#### Supplied data

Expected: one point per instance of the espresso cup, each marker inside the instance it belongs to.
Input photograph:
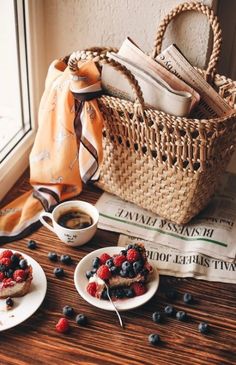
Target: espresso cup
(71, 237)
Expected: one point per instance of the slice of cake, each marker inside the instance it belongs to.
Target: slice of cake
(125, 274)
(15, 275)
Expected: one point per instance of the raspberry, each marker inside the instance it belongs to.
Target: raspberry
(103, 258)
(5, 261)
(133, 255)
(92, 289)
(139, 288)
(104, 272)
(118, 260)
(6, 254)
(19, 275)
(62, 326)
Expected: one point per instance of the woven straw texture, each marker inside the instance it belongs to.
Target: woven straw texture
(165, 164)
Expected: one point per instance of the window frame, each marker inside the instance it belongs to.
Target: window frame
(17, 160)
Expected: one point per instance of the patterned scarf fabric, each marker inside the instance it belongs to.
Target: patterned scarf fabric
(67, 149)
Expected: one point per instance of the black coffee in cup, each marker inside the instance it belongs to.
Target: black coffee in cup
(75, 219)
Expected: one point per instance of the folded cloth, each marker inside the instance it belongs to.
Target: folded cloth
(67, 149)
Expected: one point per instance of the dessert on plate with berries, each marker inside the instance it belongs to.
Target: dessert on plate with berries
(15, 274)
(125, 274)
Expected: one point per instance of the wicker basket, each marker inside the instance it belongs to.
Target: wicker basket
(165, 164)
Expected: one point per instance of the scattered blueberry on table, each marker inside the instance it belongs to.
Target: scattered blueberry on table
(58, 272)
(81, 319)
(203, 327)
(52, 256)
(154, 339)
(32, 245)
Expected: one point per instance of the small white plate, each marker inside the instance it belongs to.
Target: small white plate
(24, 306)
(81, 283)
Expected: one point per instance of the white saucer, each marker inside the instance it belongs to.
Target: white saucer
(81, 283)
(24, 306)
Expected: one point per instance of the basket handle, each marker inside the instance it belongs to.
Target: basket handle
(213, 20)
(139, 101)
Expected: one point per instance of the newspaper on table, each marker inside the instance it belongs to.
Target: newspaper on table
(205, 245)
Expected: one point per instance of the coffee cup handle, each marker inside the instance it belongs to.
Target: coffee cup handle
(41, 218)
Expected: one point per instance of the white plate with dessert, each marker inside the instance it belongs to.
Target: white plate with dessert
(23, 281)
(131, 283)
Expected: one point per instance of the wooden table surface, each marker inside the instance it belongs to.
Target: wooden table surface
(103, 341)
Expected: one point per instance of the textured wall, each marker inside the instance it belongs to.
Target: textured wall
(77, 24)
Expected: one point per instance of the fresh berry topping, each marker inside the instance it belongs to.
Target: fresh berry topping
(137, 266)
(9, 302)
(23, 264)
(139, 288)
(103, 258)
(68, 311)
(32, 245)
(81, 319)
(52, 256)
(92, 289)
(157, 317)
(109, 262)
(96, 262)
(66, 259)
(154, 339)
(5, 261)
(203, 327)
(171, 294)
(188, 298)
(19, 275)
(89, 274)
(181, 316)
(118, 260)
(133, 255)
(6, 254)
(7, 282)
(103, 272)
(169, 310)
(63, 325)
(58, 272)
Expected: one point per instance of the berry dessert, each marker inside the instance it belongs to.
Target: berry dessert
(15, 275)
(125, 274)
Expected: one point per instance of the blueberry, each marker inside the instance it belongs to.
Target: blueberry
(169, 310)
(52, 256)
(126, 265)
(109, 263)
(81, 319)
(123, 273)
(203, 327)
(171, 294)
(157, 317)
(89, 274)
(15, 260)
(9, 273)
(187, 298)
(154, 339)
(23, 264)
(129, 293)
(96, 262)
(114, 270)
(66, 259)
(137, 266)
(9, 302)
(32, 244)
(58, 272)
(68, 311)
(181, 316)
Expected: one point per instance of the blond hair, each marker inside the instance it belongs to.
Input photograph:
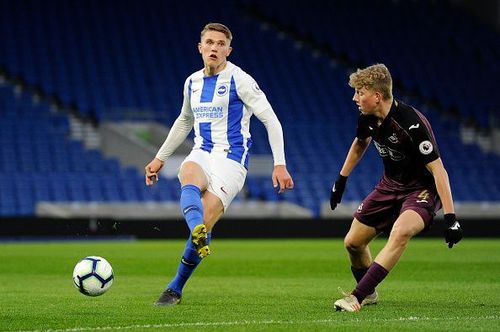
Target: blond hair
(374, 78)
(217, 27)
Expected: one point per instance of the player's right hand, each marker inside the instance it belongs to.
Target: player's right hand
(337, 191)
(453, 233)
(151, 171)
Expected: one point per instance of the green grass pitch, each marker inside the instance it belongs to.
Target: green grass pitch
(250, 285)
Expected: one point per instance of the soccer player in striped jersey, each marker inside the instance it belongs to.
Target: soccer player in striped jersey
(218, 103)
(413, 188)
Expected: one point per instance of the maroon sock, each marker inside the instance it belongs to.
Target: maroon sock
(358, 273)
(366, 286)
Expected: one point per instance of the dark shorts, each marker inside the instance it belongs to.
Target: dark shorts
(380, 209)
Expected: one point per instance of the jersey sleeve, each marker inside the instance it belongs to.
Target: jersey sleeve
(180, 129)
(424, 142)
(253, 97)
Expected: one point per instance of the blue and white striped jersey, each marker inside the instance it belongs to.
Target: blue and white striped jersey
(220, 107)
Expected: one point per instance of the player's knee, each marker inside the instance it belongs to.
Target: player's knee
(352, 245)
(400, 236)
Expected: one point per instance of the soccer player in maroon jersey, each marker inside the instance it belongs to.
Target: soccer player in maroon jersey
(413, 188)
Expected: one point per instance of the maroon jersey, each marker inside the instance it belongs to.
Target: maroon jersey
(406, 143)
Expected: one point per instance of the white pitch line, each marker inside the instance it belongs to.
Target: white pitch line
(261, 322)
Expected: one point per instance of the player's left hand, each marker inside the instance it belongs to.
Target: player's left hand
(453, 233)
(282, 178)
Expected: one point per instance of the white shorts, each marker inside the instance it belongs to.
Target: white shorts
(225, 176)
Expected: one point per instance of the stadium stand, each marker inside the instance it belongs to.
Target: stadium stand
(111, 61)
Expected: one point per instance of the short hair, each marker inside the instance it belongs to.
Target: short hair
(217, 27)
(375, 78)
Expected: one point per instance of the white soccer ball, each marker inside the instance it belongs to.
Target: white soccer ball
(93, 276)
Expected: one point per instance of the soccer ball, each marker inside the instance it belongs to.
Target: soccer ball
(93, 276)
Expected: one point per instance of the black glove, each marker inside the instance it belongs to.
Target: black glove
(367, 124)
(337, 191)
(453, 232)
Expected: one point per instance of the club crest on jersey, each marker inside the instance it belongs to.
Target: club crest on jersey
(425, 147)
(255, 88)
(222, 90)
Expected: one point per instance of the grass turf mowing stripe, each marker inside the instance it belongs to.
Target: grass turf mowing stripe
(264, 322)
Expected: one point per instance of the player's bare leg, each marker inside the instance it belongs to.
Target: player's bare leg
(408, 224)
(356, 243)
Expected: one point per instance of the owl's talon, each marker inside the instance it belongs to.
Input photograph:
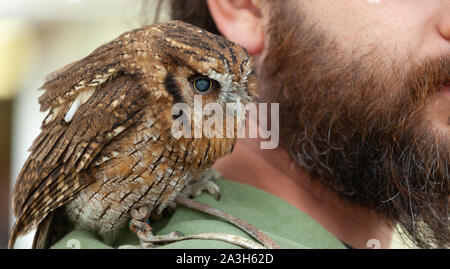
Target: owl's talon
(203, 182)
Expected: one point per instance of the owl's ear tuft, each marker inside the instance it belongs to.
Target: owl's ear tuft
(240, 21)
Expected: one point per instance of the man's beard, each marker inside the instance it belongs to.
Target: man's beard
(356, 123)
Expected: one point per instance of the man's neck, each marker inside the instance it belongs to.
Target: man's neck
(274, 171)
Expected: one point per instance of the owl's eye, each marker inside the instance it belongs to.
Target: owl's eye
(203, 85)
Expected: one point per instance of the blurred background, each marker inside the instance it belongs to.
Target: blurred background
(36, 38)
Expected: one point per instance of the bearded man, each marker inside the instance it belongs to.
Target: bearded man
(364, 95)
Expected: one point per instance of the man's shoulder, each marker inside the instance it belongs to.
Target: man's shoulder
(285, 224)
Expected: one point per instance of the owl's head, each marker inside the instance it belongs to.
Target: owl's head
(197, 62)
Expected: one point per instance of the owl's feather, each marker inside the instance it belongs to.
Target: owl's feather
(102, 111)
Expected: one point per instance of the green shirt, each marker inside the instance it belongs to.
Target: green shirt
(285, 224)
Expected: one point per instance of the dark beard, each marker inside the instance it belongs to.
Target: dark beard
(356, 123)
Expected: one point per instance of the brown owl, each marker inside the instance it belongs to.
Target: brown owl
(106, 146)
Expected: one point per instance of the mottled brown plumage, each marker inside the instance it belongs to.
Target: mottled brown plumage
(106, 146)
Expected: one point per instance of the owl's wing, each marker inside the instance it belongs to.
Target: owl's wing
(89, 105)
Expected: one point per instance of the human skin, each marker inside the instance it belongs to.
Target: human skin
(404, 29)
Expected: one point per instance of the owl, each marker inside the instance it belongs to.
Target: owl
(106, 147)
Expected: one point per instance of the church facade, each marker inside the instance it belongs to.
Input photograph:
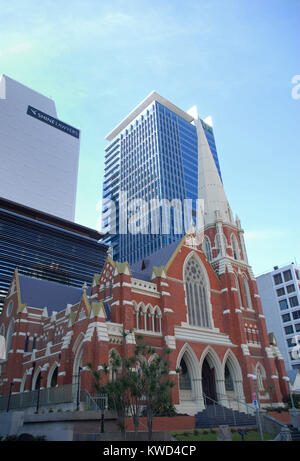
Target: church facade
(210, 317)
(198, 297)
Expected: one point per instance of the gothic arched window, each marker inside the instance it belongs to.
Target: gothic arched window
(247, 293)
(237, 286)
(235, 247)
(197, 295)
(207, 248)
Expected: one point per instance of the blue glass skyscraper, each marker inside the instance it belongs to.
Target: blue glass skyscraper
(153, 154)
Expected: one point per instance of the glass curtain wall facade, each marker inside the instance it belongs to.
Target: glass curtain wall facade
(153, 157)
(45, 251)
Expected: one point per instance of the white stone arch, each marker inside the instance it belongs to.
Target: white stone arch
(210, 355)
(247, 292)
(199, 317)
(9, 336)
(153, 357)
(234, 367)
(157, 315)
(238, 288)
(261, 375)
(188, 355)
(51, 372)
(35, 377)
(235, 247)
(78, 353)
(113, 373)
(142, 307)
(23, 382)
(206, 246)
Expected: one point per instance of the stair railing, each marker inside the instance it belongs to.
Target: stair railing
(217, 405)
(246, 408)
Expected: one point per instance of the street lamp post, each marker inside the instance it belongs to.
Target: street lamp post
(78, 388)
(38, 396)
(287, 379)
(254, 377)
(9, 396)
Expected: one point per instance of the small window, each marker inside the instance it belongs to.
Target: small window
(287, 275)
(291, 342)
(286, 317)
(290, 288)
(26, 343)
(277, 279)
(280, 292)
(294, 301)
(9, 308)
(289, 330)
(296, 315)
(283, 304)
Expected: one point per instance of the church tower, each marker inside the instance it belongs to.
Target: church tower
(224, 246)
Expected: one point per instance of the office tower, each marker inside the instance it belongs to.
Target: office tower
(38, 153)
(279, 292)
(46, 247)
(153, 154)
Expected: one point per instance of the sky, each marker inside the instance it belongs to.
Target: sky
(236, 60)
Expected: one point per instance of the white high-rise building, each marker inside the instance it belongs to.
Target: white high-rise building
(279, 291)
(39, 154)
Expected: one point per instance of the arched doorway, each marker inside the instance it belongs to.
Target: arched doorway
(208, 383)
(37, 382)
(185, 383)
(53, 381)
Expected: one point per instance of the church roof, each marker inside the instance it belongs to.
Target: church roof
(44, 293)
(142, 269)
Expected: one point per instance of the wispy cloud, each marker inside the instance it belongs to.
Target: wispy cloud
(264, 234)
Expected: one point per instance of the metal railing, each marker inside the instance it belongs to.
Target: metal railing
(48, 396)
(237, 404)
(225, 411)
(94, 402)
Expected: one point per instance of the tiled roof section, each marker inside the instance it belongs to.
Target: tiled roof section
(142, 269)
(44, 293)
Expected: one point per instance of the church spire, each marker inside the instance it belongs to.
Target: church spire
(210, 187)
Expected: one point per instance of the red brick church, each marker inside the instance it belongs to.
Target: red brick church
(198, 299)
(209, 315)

########

■ **Stated task**: Format the entries as a two-column CSV with the headers entry and answer, one row per entry, each field in double quotes and any line breaks replaced by spaces. Begin at the line that has "Expected: one point per instance of the church spire, each" and continue through the last entry.

■ **Full output**:
entry,answer
"Expected: one point per instance of the church spire, each marker inside the instance it belongs to. Target: church spire","(210, 187)"
"Expected: one point per instance of the red brick church, each marker inside the instance it belongs to. Target: red brick church","(198, 299) (209, 315)"